Task data START

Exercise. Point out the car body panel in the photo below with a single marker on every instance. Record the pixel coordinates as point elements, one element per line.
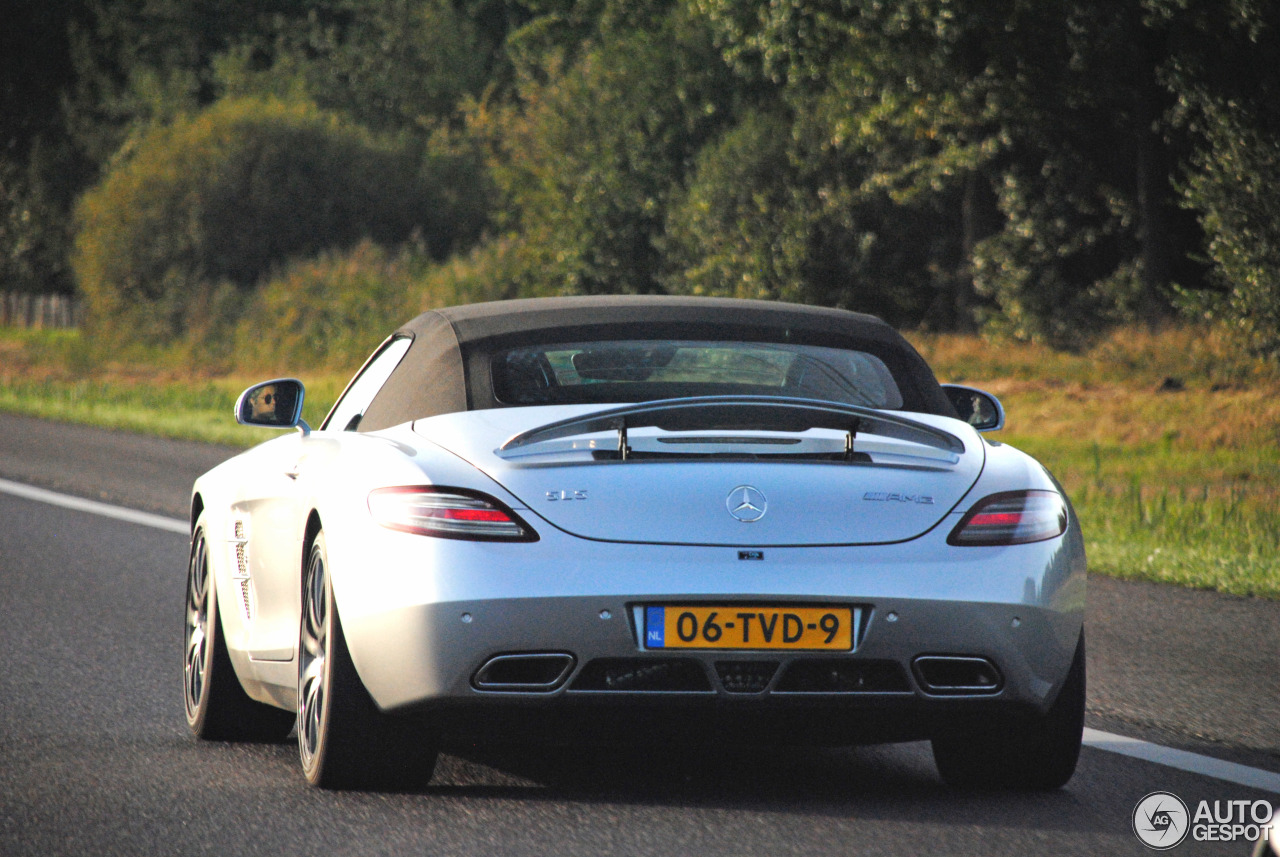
<point>679,502</point>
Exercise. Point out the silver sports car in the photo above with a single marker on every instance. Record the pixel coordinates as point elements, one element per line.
<point>653,518</point>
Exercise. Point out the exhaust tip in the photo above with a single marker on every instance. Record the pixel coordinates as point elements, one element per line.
<point>956,674</point>
<point>529,673</point>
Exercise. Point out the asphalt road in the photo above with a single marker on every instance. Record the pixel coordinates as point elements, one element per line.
<point>95,757</point>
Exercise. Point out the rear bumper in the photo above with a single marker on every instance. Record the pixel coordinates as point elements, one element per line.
<point>424,617</point>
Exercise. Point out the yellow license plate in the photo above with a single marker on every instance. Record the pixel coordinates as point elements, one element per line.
<point>749,627</point>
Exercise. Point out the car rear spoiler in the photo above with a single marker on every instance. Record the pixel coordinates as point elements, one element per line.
<point>736,413</point>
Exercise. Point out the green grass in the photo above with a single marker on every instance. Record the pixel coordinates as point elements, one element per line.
<point>1171,486</point>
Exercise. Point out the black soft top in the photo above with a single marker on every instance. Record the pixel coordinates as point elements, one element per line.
<point>447,369</point>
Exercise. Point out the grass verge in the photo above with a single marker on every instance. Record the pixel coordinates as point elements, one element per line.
<point>1168,444</point>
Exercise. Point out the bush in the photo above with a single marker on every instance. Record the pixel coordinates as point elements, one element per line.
<point>229,195</point>
<point>1233,188</point>
<point>329,311</point>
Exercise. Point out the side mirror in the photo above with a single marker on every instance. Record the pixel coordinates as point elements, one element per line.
<point>273,404</point>
<point>979,408</point>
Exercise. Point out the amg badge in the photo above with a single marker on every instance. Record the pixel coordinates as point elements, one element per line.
<point>881,496</point>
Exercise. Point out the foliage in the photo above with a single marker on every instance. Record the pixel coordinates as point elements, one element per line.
<point>589,152</point>
<point>224,197</point>
<point>329,311</point>
<point>1043,168</point>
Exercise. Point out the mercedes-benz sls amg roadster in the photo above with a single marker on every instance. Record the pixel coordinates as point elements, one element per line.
<point>671,519</point>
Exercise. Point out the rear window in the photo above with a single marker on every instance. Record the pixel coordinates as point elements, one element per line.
<point>644,370</point>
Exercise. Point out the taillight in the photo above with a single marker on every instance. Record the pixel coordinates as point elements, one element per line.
<point>1013,518</point>
<point>447,513</point>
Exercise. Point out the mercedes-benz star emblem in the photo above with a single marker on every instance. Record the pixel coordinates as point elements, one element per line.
<point>746,503</point>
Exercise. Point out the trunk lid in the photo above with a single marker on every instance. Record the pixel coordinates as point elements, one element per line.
<point>739,472</point>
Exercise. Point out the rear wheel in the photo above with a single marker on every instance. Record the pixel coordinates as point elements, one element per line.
<point>343,739</point>
<point>218,709</point>
<point>1037,752</point>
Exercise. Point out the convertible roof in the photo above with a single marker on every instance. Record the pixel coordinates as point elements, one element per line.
<point>433,377</point>
<point>507,317</point>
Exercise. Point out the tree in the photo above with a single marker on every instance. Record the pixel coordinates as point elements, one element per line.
<point>225,196</point>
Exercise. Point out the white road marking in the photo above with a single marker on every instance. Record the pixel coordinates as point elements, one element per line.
<point>1183,760</point>
<point>1095,738</point>
<point>94,507</point>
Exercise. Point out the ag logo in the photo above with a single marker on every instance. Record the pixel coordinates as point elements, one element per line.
<point>1161,820</point>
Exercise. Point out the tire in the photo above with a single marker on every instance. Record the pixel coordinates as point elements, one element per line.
<point>216,706</point>
<point>344,742</point>
<point>1037,752</point>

Task data END

**About this task**
For every line above, produce an exact transcription that omits the images.

**Task result**
Exercise. Point out the car body panel in the photo below with a single marker on every instance. Record the pixel coordinates as point elements, one element per line.
<point>679,502</point>
Exercise. Point out the silver sports car in the photo above with a single marker on every instance. Record the pixel coordinates as point elements, one element per line.
<point>653,518</point>
Exercise. Point out the exhaust tip in the photo above with a single marker on every instance. Record the pixel coordinates as point elements, one element per line.
<point>956,674</point>
<point>529,673</point>
Exercise. Point out the asphalt road in the photo above with a single marker on every instance. Record the pixel coordinates as point elements, one element per line.
<point>95,757</point>
Exercise. Point out the rear bumper in the photo above with a single marker on every instance. Record the pixel coordinates as point elements, one element per line.
<point>424,617</point>
Exercise. Point out the yellow license plate in the photo above with a single marker on every instance. Record the pixel coordinates as point elements, one element per line.
<point>749,627</point>
Exercise. Point out the car rear spoiler in the photo above with a single marker on every instance. Record the pixel coordinates as point elements, one element per line.
<point>736,413</point>
Exercise. Point out the green grass in the photo above with a single marker on every instance. Record the pixel coordinates as point elements, one element per line.
<point>1171,486</point>
Exercise. Point out the black soft top in the photo above with a single marker on every instance. Record the pixel coordinates as point elements, one element per line.
<point>447,369</point>
Exercise. Point out the grass verge in the photo above with a single marker on every instance. Record the pixel coordinates as point elements, one element per line.
<point>1168,444</point>
Exercise. Point out the bush in the photo above with a single marker on every instance. Record the pixel coordinates as point elements, one element per line.
<point>229,195</point>
<point>1233,188</point>
<point>329,311</point>
Exercise. Point out the side mirror in the photo above with a single marker on every instance. Record the pixel coordinates as point elements, one element per line.
<point>273,404</point>
<point>979,408</point>
Exercise. Point out the amg badge in the photo above with a single marker on every instance. Record the pixel coordinates as point elements, one element per line.
<point>881,496</point>
Exercise. Point out the foliage in the photo above with a single marker on every instance. Record the pixel coordinates as point elements, one element per line.
<point>589,152</point>
<point>224,197</point>
<point>329,311</point>
<point>1043,168</point>
Exercise. Point out the mercedes-benz sls amg roadster in the photo above with a single marker on every instance. Record the pixel coordinates as point elements, one element per line.
<point>671,519</point>
Exercise. Point out the rear window in the photo above with a single marker on every instance. Record the pixel coordinates as point elements, one element per line.
<point>644,370</point>
Exercise. Point out the taillight in the photo above with a single marker on every instance. Record the pixel coordinates as point elements, one element per line.
<point>1013,518</point>
<point>447,513</point>
Exercise. Point out the mercedes-benz star emblem in the photo above with a single marker on every instance. Record the pixel coordinates as point elements, one element per line.
<point>746,503</point>
Exercise. Point out the trunk lid in the photo above with a single marker on every instance. Record the pixel coordinates as point elements, one element per line.
<point>739,472</point>
Exercise. Point out the rear wheel in the photo above with a single marker on every instance. Record the pixel coordinates as point elements, one element per line.
<point>343,739</point>
<point>218,709</point>
<point>1037,752</point>
Exercise. Point out the convertible roof in the photo above with a single marker on every instance. Record the pixel coordinates as point elements, one element per line.
<point>433,377</point>
<point>507,317</point>
Exercise. Point out the tree in the photo above with a single marker on every instance. Record the pixel coordinates as point elements, one element per line.
<point>225,196</point>
Exercise. Point out the white road marking in the photo above with a single marker on every instance. Record the pixel coordinates as point elements, one element per line.
<point>1183,760</point>
<point>1095,738</point>
<point>94,507</point>
Exercise. Point out the ag logo in the photo above with a single marker on every instance. Record the pixel coordinates as point elements, one element per line.
<point>1161,820</point>
Exercise. Point out the tire in the photo above with a single marker on every instance. Record the pixel coordinates as point elements, one element per line.
<point>216,706</point>
<point>344,742</point>
<point>1037,752</point>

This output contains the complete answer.